Point localization data:
──────────────────────────────

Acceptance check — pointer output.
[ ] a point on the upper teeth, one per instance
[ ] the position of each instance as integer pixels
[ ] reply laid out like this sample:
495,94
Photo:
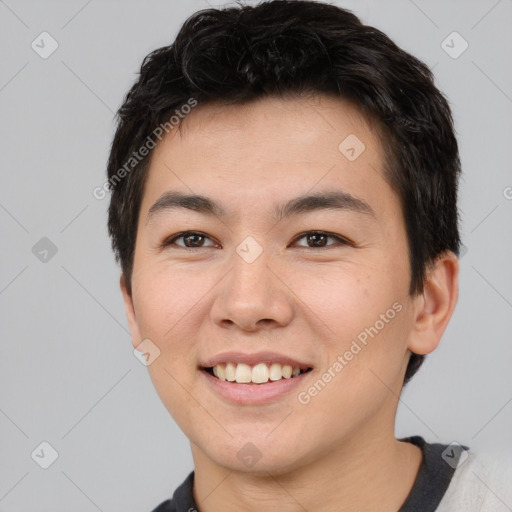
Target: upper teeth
258,374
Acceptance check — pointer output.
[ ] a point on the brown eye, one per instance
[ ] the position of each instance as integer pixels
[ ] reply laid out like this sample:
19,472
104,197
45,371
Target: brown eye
318,239
191,240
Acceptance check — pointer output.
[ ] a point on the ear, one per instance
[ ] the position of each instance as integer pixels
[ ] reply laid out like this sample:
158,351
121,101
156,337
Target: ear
435,305
130,313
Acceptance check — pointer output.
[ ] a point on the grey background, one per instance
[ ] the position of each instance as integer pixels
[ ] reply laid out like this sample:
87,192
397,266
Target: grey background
68,374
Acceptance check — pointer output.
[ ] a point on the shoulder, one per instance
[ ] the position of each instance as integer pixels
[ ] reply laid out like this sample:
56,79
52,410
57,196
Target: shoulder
481,481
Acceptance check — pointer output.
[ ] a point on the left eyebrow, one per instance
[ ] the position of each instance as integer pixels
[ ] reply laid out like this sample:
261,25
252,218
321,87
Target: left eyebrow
337,200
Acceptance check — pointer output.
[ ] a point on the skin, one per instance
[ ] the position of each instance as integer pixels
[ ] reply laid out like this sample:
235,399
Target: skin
338,452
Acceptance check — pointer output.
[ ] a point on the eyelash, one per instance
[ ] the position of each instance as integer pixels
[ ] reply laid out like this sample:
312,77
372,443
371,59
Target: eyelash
341,240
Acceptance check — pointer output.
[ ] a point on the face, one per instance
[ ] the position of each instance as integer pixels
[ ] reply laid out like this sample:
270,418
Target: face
260,275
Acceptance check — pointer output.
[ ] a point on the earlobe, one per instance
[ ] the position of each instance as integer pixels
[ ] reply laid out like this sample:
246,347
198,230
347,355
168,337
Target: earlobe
130,312
435,305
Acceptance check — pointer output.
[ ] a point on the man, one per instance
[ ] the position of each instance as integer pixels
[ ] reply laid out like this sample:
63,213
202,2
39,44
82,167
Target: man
284,209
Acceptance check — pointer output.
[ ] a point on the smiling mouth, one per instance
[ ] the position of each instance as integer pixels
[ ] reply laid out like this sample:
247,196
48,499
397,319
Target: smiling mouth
260,373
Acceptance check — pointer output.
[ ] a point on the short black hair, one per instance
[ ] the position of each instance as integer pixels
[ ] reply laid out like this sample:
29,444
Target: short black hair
241,53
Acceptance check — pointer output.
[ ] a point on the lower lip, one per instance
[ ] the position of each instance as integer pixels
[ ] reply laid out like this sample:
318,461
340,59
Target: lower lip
253,393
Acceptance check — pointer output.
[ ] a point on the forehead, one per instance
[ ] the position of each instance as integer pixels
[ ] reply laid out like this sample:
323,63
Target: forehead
273,147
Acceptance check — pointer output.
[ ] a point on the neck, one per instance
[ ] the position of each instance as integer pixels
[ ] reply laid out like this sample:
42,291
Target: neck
366,473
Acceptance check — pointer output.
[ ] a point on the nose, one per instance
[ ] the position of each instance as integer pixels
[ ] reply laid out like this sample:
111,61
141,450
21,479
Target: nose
253,295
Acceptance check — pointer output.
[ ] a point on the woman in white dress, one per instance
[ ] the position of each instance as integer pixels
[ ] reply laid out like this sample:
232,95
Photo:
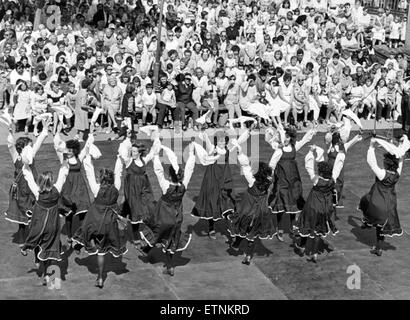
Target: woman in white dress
22,108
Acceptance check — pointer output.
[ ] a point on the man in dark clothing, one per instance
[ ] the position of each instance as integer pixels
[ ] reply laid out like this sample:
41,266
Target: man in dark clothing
161,105
183,95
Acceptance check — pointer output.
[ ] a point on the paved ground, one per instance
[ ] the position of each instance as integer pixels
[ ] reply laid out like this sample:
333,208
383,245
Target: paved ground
207,269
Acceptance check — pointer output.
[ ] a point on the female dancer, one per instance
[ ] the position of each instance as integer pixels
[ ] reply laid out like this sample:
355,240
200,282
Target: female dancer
379,206
21,199
253,218
215,200
100,231
139,198
317,217
75,199
337,141
44,230
287,193
165,229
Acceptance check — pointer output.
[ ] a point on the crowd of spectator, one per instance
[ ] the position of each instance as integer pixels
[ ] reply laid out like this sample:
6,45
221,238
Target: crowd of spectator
91,64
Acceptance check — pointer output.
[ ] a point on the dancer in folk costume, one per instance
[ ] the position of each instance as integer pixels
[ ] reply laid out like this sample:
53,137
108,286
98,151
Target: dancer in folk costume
22,107
139,198
21,199
215,197
75,199
287,193
102,229
44,230
253,218
379,206
337,140
317,217
164,230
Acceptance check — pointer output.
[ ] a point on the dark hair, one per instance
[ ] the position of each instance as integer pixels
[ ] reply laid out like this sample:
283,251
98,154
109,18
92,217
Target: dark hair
220,134
21,143
176,177
292,133
85,83
263,177
130,88
324,170
336,139
287,77
45,182
141,147
106,176
391,163
74,145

──────────────────────────────

■ **Exercise prompt**
Could you print all the entries exactly as they stand, with the pictures left out?

■ **Your response**
Acceptance check — pointer output.
[ ] a point on the upper teeth, one per instance
[ ] the position of each instance as integer pixels
[ ] reply laid out like this sample:
495,94
Photo:
Target: upper teeth
258,374
Acceptance check — pointer output.
[ ] a point on the brown eye, one per instance
[ ] the position of each instance as integer pixels
[ ] reply laid out like this sample:
19,472
104,197
45,371
Target: brown eye
318,239
191,240
Acceptance check — pointer output.
[ ] a point on the ear, one per instance
[ ] the position of each instance as integer pixels
[ ] reply laid out like this sample:
158,351
121,101
156,337
Target: ear
435,305
130,313
Acceptance check — pointer output.
[ ] a point on the grey background, one per instance
[ ] the position of each instance as integer pixels
[ ] reply laid out like this sample:
87,192
397,266
Target: grey background
68,374
Acceptance check — pointer output.
[ ] a point on the shoulder, one per instance
[ ] the position of each instance as integer pixels
[ ] reply laid out like this sample:
56,79
52,410
57,196
Target: shoulder
481,481
Acceptance check — pointer output.
[ ] a point on the left eyebrow, one per instance
[ ] the position of each instance as integer pixels
[ ] reply laid out like this sample:
261,25
252,218
321,87
Target: left eyebrow
337,200
Acceptance check — pointer output.
[ ] a point on the skin, one per instance
[ ] the position of each instance as integer pixels
[ ] reply laid out like this sample:
235,399
Target: skin
338,452
Acceptance check — pointer output.
[ ] a point on the eyelash, one per instance
[ ] the position of each instance as integer pixels
[ ] reply laid out like this sample:
312,77
372,443
371,59
Target: eyelash
341,240
Acceptance check — pointer output.
[ ] a point on the face, one per instance
[ ] the position of each instance as integer pixels
[ ] reply laid out like this sample:
270,418
Target: face
260,275
Acceptance check — pointer output.
[ ] a point on the earlobe, one per instance
[ ] the position of each instance as integer pixels
[ ] reply laid out like this sample:
246,347
198,230
347,355
168,337
Target: earlobe
130,312
435,305
Acceptance check — pointer output.
[ ] a point on the man, one per instance
[ ] the position of each instance as integer pixels
[ ] reply laid out like this sample:
63,213
202,2
39,44
82,167
Target: man
284,209
Acceptance check — pointer output.
[ ] a point on the smiling mouth, one per instance
[ ] the position of each instance as integer pixels
[ ] reply laid out like this sample:
247,196
48,499
397,319
Target: smiling mouth
260,373
Acceptance check — pointer output.
[ ] a point on the short black hair, one per instance
[ ] the position of each instance as integer pixels
[ ] reply laid out like this sample:
29,444
Target: short black hair
241,53
Acceptance check — pointer output.
[ ] a point on the lower lip, one per instance
[ ] the position of each instance as integer pixels
[ ] reply laid out like this sample:
318,461
340,59
Target: lower lip
253,393
Acceptance check — pointer output.
[ ] a point on the forehead, one per instance
[ ] the position of each instance as integer pixels
[ ] reply laid out like this sample:
323,63
Target: forehead
273,147
Acceptance check — pointer output.
[ ] a point on the neck, one per instance
[ ] the position of each instance as integer pixels
[ ] reply laid out like this sample:
42,291
Target: neck
366,473
Acceptance check — pointer output.
[ ] a point on the nose, one per instance
[ ] the position of each instance as integer pixels
[ ] reply laid out like this sample:
111,61
141,450
21,479
Target: nose
253,295
Acceptance check — pointer output.
[ ] a point on the woman in white dress, one per instance
[ ] the position of each instance as integer pixels
[ ] reply laid out like this sample:
232,95
Photo:
Target: woman in white dress
22,108
Acceptance check — pointer output.
[ ] a point on the man in dark clothing, one per instance
[ ] the position of each instance as integer pixels
[ ] reply laid out like this sample:
41,266
Target: man in dark clothing
161,105
183,95
Acceptance check — pointer output.
[ ] a point on the paved ground, one per instance
[ ] the position of each instance as integer pixels
[ ] reply laid out like this sample:
333,208
383,245
Target: paved ground
207,269
Acceptance check — pointer output.
[ ] a point on the female dancer, one per instance
[ ] the position of each instance as integer pixels
[ ] reply laid out like this sample:
355,240
200,282
Target: female dancer
379,206
21,199
253,218
215,200
100,231
139,198
317,217
75,199
337,141
44,230
287,193
165,229
Acceptance check — pointer output.
[ ] a point on the crowd of spectator, one per instance
[ ] the position of each instance as integer pixels
[ ] reply laid out like this sample:
6,45
221,238
Target: crowd of spectator
91,64
Acceptance check — pointer output.
[ ] a point on the dancer in folk costume, one per instance
[ ] the position of each instance as integer pixels
[ ] reply laid out like this sample:
53,137
108,286
98,151
Target: dancer in folk costume
22,107
139,198
21,199
215,197
75,199
287,193
102,229
44,230
253,218
379,206
337,140
317,217
164,230
Acceptance check — pointer output.
[ ] a point on the dark hair, one per instance
[ ] the position of each instance as integer pixels
[ ] reply laid out like this sample:
283,251
98,154
109,18
92,217
Target: dark hair
220,134
21,143
176,177
292,133
85,83
263,177
130,88
324,170
336,139
287,77
45,182
141,147
106,176
391,163
74,145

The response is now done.